** START Source excerpt **

Next bead: black. For the darkness in our hearts and souls. For the bad things we do or say or think. For the blame I automatically put on my husband when I'm unhappy. For the pride that makes me think I'm better than others. For the unkind words that fall out of my mouth without my permission. For sin. No...sin is not what I'm doubting. The evidence is clear in my life, in those around me, and in society at large. We are not naturally good. I never taught my first graders how to steal their neighbor's crayon, and I didn't teach them to lie about it later. No, it's clear to me that we are born sinful. And so, it naturally follows that we need help. We need to be saved.

That is the truth that I know about man. About God? Well is it even possible to have sin without God? If there's no one higher, then who's to say that stealing and lying are wrong? There isn't anyone to say that, in fact. Why would it even be important for my first graders to stop stealing crayons and lying about it? What would be the point of being good? Just so everyone can be happy? But being good doesn't always make me happy...hmmm...


Back to God...I think either it's all true, or none of it is. Some pieces are more difficult for me to grasp than others. Heaven, for example, the golden bead, is harder to concede than God. But if I believe in a loving God who created me (green bead), why would He lie to me about the existence of heaven? He not only wouldn't, but in fact, couldn't.

These doubts remind me of my fleeting childhood fear...what if my sweet, loving parents were really witches, raising us, fattening us up, all along planning to boil us in stew and eat us?? It seemed far fetched, but still...even the remote possibility was frightening. (Am I the only one who considered this? Cody??) It also reminds me of the fear I used to have in early high school of becoming anorexic or suicidal. I was afraid (probably as a result of too many preventative, inspirational speakers at high school assemblies) that these things would overcome me and force me to stop eating or throw myself off a cliff despite my will. What comfort I found in my mother's words, "Those things are a choice. You won't ultimately do them if you don't want to." Similarly, my faith is a choice. I can chose to stop believing. Or I can chose to keep believing, even with doubts.

** END Source excerpt **
** START Data entries **

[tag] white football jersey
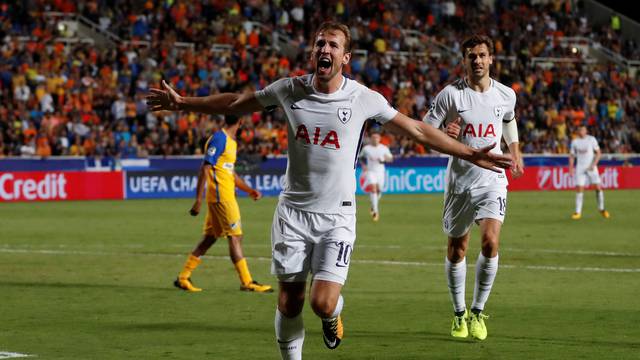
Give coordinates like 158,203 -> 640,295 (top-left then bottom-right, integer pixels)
422,79 -> 516,193
360,144 -> 391,172
571,135 -> 600,170
256,74 -> 398,214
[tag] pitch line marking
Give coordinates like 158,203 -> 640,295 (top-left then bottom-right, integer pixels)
0,243 -> 640,257
0,248 -> 640,273
0,351 -> 35,359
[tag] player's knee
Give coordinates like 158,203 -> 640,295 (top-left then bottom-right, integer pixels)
278,286 -> 304,317
482,231 -> 499,253
448,246 -> 467,263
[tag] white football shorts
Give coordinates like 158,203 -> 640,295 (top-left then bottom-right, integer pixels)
271,201 -> 356,285
575,167 -> 600,186
442,186 -> 507,237
364,169 -> 385,191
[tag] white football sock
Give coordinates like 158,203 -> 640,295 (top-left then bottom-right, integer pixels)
331,294 -> 344,319
576,193 -> 584,214
444,256 -> 467,312
369,193 -> 380,214
275,309 -> 304,360
596,190 -> 604,211
471,252 -> 498,310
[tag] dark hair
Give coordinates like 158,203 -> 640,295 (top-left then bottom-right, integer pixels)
313,21 -> 351,52
461,35 -> 493,57
224,115 -> 240,126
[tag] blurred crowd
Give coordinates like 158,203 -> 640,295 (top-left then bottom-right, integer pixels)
0,0 -> 640,158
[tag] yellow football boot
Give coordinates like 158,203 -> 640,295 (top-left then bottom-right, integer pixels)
240,281 -> 273,292
469,312 -> 489,340
451,310 -> 469,338
322,315 -> 344,350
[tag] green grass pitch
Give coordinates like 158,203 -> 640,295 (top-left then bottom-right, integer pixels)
0,191 -> 640,360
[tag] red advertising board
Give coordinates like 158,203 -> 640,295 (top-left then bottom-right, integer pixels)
0,171 -> 124,202
509,166 -> 640,191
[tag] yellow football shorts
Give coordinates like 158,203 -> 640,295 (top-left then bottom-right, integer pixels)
202,200 -> 242,237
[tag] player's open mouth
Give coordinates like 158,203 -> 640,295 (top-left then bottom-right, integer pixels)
318,57 -> 331,73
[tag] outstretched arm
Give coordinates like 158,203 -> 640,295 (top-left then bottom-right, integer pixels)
147,80 -> 263,115
385,112 -> 512,172
233,173 -> 262,200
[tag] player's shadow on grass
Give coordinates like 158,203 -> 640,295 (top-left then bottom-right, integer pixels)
349,328 -> 460,343
496,336 -> 640,350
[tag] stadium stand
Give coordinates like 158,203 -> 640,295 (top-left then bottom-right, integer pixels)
0,0 -> 640,158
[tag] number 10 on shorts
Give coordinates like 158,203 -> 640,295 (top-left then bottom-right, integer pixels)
336,241 -> 353,267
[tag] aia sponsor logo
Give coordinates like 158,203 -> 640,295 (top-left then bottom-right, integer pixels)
462,123 -> 496,137
296,124 -> 340,150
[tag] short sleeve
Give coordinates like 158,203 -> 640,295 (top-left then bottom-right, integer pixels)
255,78 -> 290,108
362,89 -> 398,125
502,89 -> 516,122
203,131 -> 227,165
422,87 -> 455,128
384,146 -> 393,156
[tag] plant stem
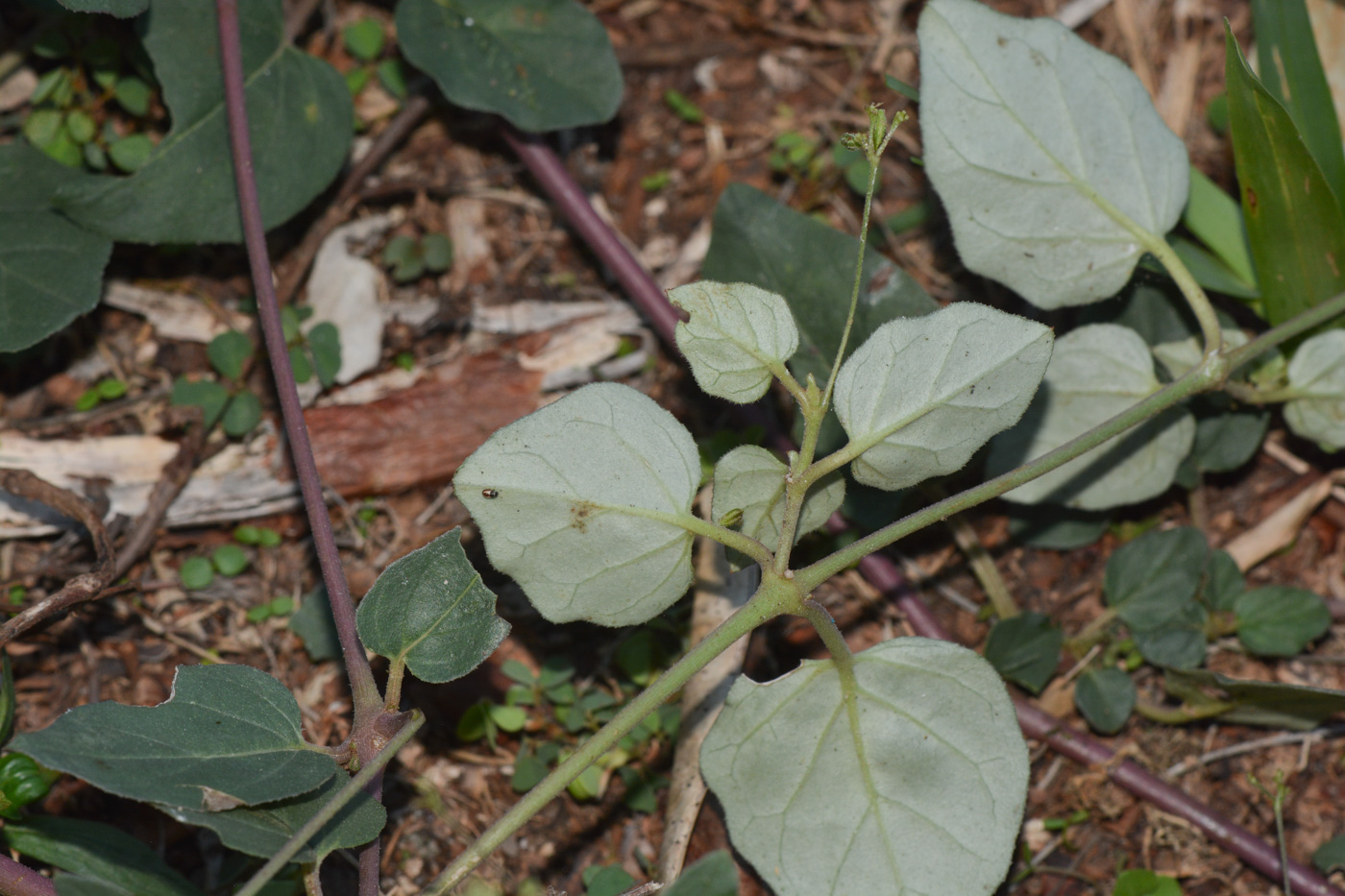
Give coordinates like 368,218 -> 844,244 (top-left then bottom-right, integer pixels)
421,571 -> 799,896
234,709 -> 425,896
796,358 -> 1223,593
215,0 -> 383,720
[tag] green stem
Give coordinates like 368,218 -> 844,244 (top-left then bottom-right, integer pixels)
234,709 -> 425,896
421,571 -> 799,896
795,356 -> 1224,593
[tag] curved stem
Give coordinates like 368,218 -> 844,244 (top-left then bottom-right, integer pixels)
421,573 -> 797,896
234,709 -> 425,896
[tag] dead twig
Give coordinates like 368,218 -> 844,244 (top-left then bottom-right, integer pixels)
0,469 -> 115,645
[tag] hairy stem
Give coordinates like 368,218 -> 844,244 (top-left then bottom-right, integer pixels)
421,573 -> 799,896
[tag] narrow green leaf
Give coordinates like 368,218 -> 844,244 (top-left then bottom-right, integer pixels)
1284,329 -> 1345,450
1234,585 -> 1332,657
356,526 -> 508,684
710,446 -> 844,565
1163,668 -> 1345,731
397,0 -> 623,131
917,0 -> 1189,308
700,638 -> 1028,896
669,279 -> 799,403
60,0 -> 354,244
835,302 -> 1052,491
1224,26 -> 1345,325
986,325 -> 1196,510
4,815 -> 201,896
1252,0 -> 1345,198
159,772 -> 387,862
13,666 -> 336,812
985,611 -> 1065,694
453,383 -> 700,625
0,140 -> 111,351
1075,667 -> 1136,735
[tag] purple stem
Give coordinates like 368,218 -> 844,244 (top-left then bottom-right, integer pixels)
503,125 -> 1345,896
215,0 -> 383,896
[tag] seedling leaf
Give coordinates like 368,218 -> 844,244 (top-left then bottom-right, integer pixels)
700,638 -> 1028,896
669,279 -> 799,403
58,0 -> 354,244
355,526 -> 508,680
918,0 -> 1189,308
453,383 -> 700,625
160,772 -> 387,862
835,302 -> 1052,491
1234,585 -> 1332,657
4,815 -> 201,896
0,140 -> 111,351
986,325 -> 1196,510
397,0 -> 623,131
1284,329 -> 1345,450
710,446 -> 844,562
13,666 -> 336,807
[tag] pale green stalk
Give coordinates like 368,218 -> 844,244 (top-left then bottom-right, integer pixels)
234,709 -> 425,896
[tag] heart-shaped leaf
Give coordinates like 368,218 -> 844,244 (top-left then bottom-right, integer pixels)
453,383 -> 700,625
397,0 -> 623,131
355,526 -> 508,684
13,666 -> 336,812
700,638 -> 1028,896
1284,329 -> 1345,450
669,279 -> 799,405
60,0 -> 354,242
918,0 -> 1189,308
835,302 -> 1052,491
986,325 -> 1196,510
710,446 -> 844,562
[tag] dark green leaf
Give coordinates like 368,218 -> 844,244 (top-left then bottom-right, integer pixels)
1224,31 -> 1345,325
397,0 -> 623,131
13,666 -> 336,811
1252,0 -> 1345,198
1075,667 -> 1136,735
660,849 -> 739,896
1312,835 -> 1345,875
1163,668 -> 1345,731
219,392 -> 261,439
206,329 -> 253,379
1234,585 -> 1332,657
4,815 -> 199,896
0,141 -> 111,351
61,0 -> 149,19
159,772 -> 387,862
169,376 -> 230,429
61,0 -> 354,244
985,611 -> 1064,694
356,527 -> 508,684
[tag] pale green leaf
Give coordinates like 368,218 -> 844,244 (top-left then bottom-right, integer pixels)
1284,329 -> 1345,450
918,0 -> 1189,308
669,279 -> 799,403
159,772 -> 387,862
12,666 -> 336,812
355,526 -> 508,684
835,302 -> 1052,491
453,383 -> 700,625
700,638 -> 1028,896
710,446 -> 844,562
986,325 -> 1196,510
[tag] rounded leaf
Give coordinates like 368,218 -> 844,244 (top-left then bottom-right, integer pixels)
918,0 -> 1189,308
397,0 -> 623,131
453,383 -> 700,625
835,302 -> 1052,491
669,279 -> 799,403
986,325 -> 1196,510
700,638 -> 1028,896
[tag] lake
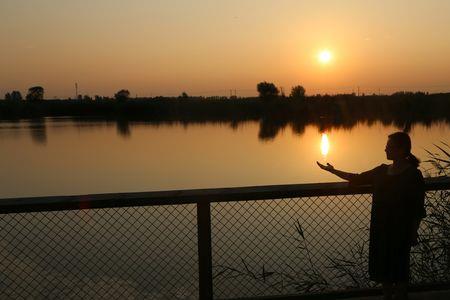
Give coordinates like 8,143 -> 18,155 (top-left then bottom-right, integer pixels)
0,118 -> 450,299
0,118 -> 450,198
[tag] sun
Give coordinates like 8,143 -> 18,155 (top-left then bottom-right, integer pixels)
317,49 -> 333,65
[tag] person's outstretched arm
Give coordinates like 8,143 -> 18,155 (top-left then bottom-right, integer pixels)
316,161 -> 358,181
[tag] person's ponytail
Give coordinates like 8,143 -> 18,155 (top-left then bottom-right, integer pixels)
406,152 -> 420,168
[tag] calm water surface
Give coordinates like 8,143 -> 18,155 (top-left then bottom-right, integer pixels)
0,118 -> 450,198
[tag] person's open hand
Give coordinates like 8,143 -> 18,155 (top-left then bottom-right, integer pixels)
316,161 -> 334,172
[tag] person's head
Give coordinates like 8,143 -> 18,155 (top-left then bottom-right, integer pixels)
384,132 -> 420,168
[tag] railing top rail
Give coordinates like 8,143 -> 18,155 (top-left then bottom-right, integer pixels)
0,177 -> 450,214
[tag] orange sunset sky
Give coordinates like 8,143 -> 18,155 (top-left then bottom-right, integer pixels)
0,0 -> 450,98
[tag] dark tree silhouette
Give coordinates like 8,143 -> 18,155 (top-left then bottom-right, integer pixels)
27,86 -> 44,101
114,90 -> 130,101
289,85 -> 305,100
256,81 -> 280,99
11,91 -> 23,101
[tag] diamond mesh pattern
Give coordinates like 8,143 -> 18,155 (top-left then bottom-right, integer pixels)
211,191 -> 450,298
0,191 -> 450,299
0,205 -> 198,299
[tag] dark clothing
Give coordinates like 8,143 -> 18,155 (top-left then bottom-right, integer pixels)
350,164 -> 426,282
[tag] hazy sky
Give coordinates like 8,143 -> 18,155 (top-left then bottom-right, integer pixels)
0,0 -> 450,98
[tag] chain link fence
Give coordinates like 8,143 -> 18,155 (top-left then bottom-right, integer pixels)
0,185 -> 450,299
0,205 -> 198,299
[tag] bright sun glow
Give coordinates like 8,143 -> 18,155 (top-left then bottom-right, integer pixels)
320,133 -> 330,159
317,50 -> 333,64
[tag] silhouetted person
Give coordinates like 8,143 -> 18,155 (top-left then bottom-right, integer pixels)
317,132 -> 426,299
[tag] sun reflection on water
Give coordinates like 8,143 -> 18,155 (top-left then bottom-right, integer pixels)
320,133 -> 330,160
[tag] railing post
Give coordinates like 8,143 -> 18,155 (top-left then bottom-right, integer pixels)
197,202 -> 213,300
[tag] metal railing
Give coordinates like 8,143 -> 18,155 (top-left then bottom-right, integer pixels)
0,178 -> 450,299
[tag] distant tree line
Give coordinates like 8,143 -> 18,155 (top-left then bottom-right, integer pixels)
1,81 -> 305,102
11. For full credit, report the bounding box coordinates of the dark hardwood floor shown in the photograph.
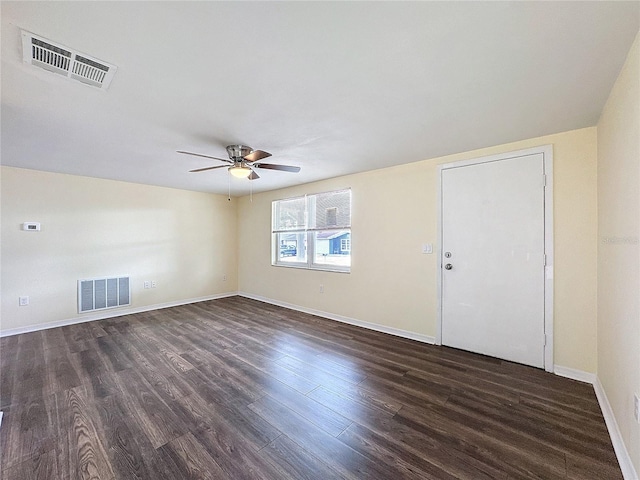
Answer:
[0,297,622,480]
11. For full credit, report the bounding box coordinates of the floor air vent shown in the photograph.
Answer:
[78,277,131,313]
[22,30,117,90]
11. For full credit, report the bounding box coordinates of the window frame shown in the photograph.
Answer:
[271,188,352,273]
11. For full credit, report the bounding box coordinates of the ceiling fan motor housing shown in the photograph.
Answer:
[227,145,253,162]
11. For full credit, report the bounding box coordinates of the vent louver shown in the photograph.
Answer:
[78,277,131,313]
[22,30,118,90]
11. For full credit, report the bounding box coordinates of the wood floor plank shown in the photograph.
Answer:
[262,435,346,480]
[0,297,622,480]
[249,396,402,479]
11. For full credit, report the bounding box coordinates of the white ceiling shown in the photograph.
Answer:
[1,1,640,195]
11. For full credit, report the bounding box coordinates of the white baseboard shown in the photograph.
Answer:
[0,292,238,337]
[553,365,638,480]
[593,377,638,480]
[553,365,596,385]
[238,292,436,345]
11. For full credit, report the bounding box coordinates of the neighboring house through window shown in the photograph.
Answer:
[272,189,351,272]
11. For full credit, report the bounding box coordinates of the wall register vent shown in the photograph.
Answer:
[22,30,118,90]
[78,277,131,313]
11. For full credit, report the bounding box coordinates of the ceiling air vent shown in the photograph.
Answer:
[22,30,118,90]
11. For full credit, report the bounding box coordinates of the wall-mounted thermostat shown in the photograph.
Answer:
[22,222,40,232]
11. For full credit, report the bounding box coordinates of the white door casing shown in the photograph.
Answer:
[436,146,553,371]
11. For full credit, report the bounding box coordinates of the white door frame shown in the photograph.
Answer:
[436,145,553,372]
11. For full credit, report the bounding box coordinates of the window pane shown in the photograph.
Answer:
[273,197,306,231]
[310,190,351,228]
[313,229,351,267]
[276,232,307,263]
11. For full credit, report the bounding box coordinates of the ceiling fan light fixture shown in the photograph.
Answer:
[229,166,252,178]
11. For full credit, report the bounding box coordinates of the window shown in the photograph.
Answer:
[272,190,351,272]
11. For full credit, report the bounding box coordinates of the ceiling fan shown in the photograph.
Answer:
[177,145,300,180]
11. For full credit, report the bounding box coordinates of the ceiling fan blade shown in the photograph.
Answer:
[189,165,229,173]
[243,150,271,162]
[253,163,300,173]
[176,150,233,163]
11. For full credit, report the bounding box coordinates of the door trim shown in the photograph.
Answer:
[436,145,554,372]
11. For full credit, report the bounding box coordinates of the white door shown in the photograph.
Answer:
[441,153,545,368]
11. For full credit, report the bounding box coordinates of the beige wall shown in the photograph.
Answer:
[598,34,640,473]
[0,167,237,331]
[238,128,597,373]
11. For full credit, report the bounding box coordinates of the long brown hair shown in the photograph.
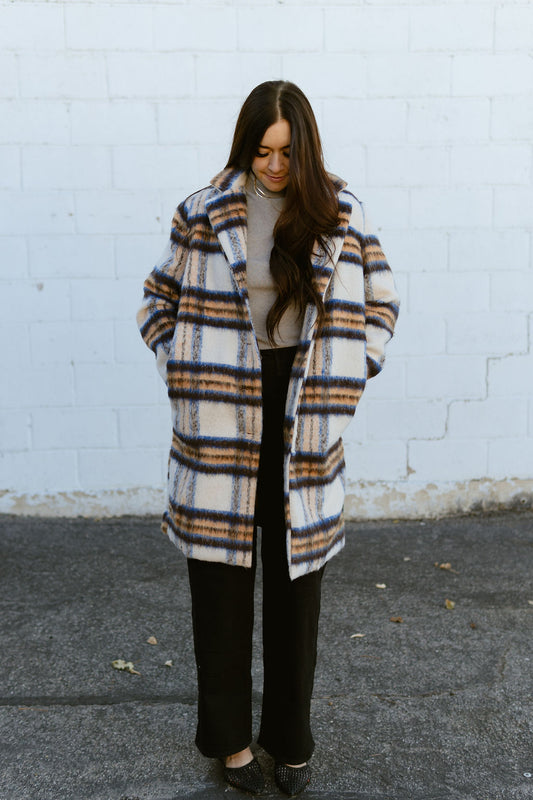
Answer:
[226,81,339,344]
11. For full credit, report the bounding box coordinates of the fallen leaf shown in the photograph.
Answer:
[111,658,141,675]
[434,561,459,575]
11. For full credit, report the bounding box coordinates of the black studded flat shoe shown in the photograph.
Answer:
[221,758,265,794]
[274,763,311,797]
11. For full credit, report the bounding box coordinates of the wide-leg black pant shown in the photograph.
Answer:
[188,348,323,764]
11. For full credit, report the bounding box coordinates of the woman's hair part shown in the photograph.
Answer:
[226,80,338,343]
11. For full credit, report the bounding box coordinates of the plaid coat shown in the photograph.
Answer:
[137,169,398,579]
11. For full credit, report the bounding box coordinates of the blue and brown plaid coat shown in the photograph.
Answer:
[138,169,398,579]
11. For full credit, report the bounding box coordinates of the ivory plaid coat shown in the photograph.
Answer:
[137,169,398,579]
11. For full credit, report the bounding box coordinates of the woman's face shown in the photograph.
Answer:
[252,119,291,192]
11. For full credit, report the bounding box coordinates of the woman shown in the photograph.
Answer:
[138,81,398,796]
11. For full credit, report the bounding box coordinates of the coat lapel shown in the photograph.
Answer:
[206,169,248,299]
[303,181,352,339]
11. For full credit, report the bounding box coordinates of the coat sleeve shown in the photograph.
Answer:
[137,203,188,381]
[361,206,400,378]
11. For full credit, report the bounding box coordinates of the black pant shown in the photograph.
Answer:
[188,348,324,764]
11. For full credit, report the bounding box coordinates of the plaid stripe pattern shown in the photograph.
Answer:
[137,170,399,579]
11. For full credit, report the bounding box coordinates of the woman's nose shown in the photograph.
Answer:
[269,153,281,172]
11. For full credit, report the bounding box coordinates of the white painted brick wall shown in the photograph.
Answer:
[0,0,533,516]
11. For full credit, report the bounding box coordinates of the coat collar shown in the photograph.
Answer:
[206,167,351,304]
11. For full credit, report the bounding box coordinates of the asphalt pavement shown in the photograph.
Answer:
[0,512,533,800]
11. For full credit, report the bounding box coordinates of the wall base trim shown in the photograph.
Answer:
[0,478,533,520]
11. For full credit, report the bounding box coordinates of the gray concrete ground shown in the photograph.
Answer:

** END Data entries **

# Stated task
Reproduce the reflection on faith and doubt word for word, from its first sentence to its last. The records play no part in the work that comes next.

# Solution to the problem
Next bead: black. For the darkness in our hearts and souls. For the bad things we do or say or think. For the blame I automatically put on my husband when I'm unhappy. For the pride that makes me think I'm better than others. For the unkind words that fall out of my mouth without my permission. For sin. No...sin is not what I'm doubting. The evidence is clear in my life, in those around me, and in society at large. We are not naturally good. I never taught my first graders how to steal their neighbor's crayon, and I didn't teach them to lie about it later. No, it's clear to me that we are born sinful. And so, it naturally follows that we need help. We need to be saved.

That is the truth that I know about man. About God? Well is it even possible to have sin without God? If there's no one higher, then who's to say that stealing and lying are wrong? There isn't anyone to say that, in fact. Why would it even be important for my first graders to stop stealing crayons and lying about it? What would be the point of being good? Just so everyone can be happy? But being good doesn't always make me happy...hmmm...


Back to God...I think either it's all true, or none of it is. Some pieces are more difficult for me to grasp than others. Heaven, for example, the golden bead, is harder to concede than God. But if I believe in a loving God who created me (green bead), why would He lie to me about the existence of heaven? He not only wouldn't, but in fact, couldn't.

These doubts remind me of my fleeting childhood fear...what if my sweet, loving parents were really witches, raising us, fattening us up, all along planning to boil us in stew and eat us?? It seemed far fetched, but still...even the remote possibility was frightening. (Am I the only one who considered this? Cody??) It also reminds me of the fear I used to have in early high school of becoming anorexic or suicidal. I was afraid (probably as a result of too many preventative, inspirational speakers at high school assemblies) that these things would overcome me and force me to stop eating or throw myself off a cliff despite my will. What comfort I found in my mother's words, "Those things are a choice. You won't ultimately do them if you don't want to." Similarly, my faith is a choice. I can chose to stop believing. Or I can chose to keep believing, even with doubts.